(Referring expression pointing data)

────────────────

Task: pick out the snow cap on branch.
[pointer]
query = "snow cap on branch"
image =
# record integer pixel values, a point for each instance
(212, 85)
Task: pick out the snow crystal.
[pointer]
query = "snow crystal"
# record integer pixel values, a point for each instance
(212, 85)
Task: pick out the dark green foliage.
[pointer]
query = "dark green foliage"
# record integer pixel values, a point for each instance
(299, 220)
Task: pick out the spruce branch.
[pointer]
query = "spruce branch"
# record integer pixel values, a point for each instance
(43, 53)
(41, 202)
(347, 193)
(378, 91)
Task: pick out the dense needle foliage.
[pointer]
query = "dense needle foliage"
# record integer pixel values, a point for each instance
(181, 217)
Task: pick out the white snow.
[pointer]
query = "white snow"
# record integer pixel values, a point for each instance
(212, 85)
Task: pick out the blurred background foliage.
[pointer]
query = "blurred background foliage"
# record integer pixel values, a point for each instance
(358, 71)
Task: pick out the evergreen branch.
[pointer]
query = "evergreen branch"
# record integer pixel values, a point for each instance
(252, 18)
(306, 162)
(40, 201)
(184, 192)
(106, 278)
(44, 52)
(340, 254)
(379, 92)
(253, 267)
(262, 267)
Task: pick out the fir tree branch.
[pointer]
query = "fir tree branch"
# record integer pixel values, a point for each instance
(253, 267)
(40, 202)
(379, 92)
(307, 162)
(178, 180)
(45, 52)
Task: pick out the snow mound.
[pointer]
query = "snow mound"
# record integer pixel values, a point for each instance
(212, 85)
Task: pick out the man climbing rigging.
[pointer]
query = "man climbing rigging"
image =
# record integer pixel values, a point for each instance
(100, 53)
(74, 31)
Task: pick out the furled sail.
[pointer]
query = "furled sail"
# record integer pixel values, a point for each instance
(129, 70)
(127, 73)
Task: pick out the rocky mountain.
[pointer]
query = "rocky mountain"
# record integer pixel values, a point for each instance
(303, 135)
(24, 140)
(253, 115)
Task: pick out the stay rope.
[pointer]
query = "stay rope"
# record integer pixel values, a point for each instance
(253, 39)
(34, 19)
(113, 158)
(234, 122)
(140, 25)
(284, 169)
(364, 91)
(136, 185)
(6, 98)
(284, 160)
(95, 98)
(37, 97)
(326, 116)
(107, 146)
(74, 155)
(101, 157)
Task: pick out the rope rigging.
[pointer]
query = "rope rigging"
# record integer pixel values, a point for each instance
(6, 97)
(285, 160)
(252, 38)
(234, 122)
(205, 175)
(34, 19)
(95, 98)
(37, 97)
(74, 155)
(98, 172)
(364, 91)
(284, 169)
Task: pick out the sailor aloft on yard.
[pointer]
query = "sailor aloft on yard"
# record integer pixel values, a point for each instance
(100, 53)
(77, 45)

────────────────

**TASK DETAILS**
Repeat every line of the records above exactly.

**RESPONSE TO THIS TASK**
Task: pick out the snow cap on branch.
[pointer]
query = "snow cap on branch"
image =
# record integer pixel values, a point for each instance
(212, 85)
Task: pick out the snow crystal.
[pointer]
query = "snow crystal"
# record integer pixel values, a point for each instance
(212, 85)
Task: pick out the dark green foliage.
[pointer]
query = "dark green foliage"
# record integer pixel values, a point for each instance
(299, 220)
Task: pick out the spruce branch.
[pointer]
query = "spruce branch"
# record integer pixel values, a point for each instance
(43, 53)
(41, 202)
(347, 193)
(378, 91)
Task: pick out the dense needle foliage.
[pointer]
query = "dense needle foliage"
# record integer pixel values, a point for each instance
(181, 217)
Task: pick out the white snow.
[pointer]
query = "white snow"
# record integer pixel values, a point for each instance
(212, 85)
Task: pick out the blurred background foliage.
[pointer]
query = "blurred background foliage"
# record integer pixel values, a point for each instance
(358, 71)
Task: pick out the evergreen branch.
[pointer]
query = "evergreen branch"
# record integer pixel values, a point for each instance
(252, 18)
(306, 162)
(40, 201)
(184, 192)
(106, 278)
(44, 52)
(340, 254)
(379, 92)
(253, 267)
(262, 267)
Task: pick out the fir tree branch.
[pointer]
query = "fir tree branch"
# record integer pixel values, a point for each instance
(253, 267)
(40, 202)
(379, 92)
(307, 162)
(178, 180)
(45, 52)
Task: pick out the snow mound.
[pointer]
query = "snow mound"
# record integer pixel values, a point for each instance
(212, 85)
Task: pick out the man climbing rigging.
[pointer]
query = "man climbing rigging"
image =
# record integer pixel values, a point for each instance
(100, 53)
(74, 31)
Task: pick out the furled sail.
[pointer]
query = "furled sail"
# record integer pixel values, a point for each instance
(129, 70)
(127, 73)
Task: pick out the rocky mountain.
[pointer]
query = "rocky mountain"
# record integer pixel values, a point for each instance
(303, 135)
(24, 140)
(253, 115)
Task: pick out the stay rope.
[pointer]
query = "stay rope"
# record integer pixel values, a point for each instance
(253, 39)
(34, 19)
(113, 158)
(234, 122)
(140, 25)
(284, 169)
(364, 91)
(136, 185)
(6, 98)
(284, 160)
(95, 98)
(37, 97)
(326, 116)
(107, 146)
(74, 155)
(101, 157)
Task: pick out the rope rigging.
[pointer]
query = "rope rigging"
# record integer pixel values, a point for each instance
(6, 97)
(285, 160)
(252, 38)
(234, 122)
(205, 175)
(34, 19)
(95, 98)
(37, 97)
(74, 155)
(98, 172)
(364, 91)
(284, 169)
Task: pick out the sailor aloft on yard.
[pointer]
query = "sailor aloft on yard"
# record integer pixel values, a point for each instance
(100, 53)
(77, 45)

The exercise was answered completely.